STATED TASK
Rewrite each entry with every occurrence of "instance" changed to "object", leaving all other text as it is.

Entries from a pointing dataset:
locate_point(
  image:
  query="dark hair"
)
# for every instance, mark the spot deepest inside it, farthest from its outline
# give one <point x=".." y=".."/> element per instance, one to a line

SOLUTION
locate_point(
  image:
  query="dark hair"
)
# for every object, mark the spot deepest inside it, farthest from its outline
# give one <point x=".." y=".."/> element per object, one to a line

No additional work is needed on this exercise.